***** Given information *****
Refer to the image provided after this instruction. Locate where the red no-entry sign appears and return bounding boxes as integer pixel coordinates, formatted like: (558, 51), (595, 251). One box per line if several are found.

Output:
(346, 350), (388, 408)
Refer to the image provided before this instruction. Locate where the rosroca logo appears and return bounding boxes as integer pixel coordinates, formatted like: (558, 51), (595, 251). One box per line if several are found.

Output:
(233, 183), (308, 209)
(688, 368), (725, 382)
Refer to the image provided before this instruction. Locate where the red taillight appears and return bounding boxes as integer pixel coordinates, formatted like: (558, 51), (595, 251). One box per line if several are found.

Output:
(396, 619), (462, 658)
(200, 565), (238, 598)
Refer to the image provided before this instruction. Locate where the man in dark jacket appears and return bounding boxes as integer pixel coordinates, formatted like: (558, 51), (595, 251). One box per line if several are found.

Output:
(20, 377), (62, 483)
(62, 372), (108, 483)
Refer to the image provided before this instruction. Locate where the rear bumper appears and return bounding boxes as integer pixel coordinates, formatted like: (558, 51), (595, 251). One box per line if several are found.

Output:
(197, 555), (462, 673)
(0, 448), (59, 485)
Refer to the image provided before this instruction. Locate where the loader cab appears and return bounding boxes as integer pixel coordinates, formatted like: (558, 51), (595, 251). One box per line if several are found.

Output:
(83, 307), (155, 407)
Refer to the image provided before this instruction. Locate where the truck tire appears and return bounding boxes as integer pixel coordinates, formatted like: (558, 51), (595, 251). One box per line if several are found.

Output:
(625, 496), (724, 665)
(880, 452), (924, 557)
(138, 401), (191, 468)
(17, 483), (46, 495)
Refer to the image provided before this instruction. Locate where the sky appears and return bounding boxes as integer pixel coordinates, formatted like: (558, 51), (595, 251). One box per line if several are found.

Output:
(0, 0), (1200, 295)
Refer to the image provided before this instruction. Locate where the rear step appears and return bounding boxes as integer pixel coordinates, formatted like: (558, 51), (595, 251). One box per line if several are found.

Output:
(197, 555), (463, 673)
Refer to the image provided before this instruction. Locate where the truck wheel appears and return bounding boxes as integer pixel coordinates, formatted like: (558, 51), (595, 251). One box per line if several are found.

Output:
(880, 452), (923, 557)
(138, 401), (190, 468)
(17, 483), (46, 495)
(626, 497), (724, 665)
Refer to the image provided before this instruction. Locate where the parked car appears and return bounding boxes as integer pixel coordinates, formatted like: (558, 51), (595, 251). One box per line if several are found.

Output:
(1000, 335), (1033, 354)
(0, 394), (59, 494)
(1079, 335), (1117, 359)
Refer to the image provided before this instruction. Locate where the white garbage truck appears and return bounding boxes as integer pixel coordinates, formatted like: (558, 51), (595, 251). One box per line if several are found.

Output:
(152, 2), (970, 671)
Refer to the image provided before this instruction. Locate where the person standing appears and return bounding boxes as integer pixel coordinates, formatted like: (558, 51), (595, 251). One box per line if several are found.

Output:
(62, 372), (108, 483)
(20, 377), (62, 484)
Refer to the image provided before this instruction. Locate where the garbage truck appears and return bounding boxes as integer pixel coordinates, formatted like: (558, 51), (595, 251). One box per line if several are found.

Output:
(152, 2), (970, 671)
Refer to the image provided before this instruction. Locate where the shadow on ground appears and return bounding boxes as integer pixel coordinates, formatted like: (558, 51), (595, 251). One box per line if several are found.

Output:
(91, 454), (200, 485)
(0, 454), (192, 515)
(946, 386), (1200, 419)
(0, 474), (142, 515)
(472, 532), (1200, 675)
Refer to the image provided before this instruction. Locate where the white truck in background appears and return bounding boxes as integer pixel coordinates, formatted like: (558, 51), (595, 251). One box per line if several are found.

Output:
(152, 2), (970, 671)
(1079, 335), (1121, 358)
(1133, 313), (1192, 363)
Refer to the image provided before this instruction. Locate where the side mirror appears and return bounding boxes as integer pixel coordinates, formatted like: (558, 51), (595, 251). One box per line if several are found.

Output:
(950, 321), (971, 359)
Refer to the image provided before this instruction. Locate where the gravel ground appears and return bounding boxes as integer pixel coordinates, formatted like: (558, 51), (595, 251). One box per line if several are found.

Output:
*****
Rewrite the listing from the line containing "the rear step" through the line containing "(1079, 335), (1117, 359)", including the requests. Increase every bounding-box coordinate in the outputs by 9, and leave the requests and their sample coordinates unchanged.

Refer to the image provided before this instruction. Locate where the rear step appears and return bounding boxes as integer pixel coordinates, formatted like: (558, 51), (595, 251). One box per line if several are found.

Output:
(206, 564), (472, 682)
Refer to the image provided before this instruction. Locate where the truck wheel appears and return bounding boxes as integer pixel coordinates, formatted like: (558, 51), (595, 251). One box per line if several are found.

Output:
(889, 461), (932, 566)
(147, 410), (199, 477)
(26, 492), (55, 504)
(635, 506), (733, 674)
Refer to the image provided before this instruction. Locate where the parked car appears and return bounding boxes as integer pixel coordinates, formatted like: (558, 51), (595, 251). One box per line if several are found.

Output:
(1009, 344), (1042, 363)
(9, 403), (68, 503)
(1088, 344), (1126, 368)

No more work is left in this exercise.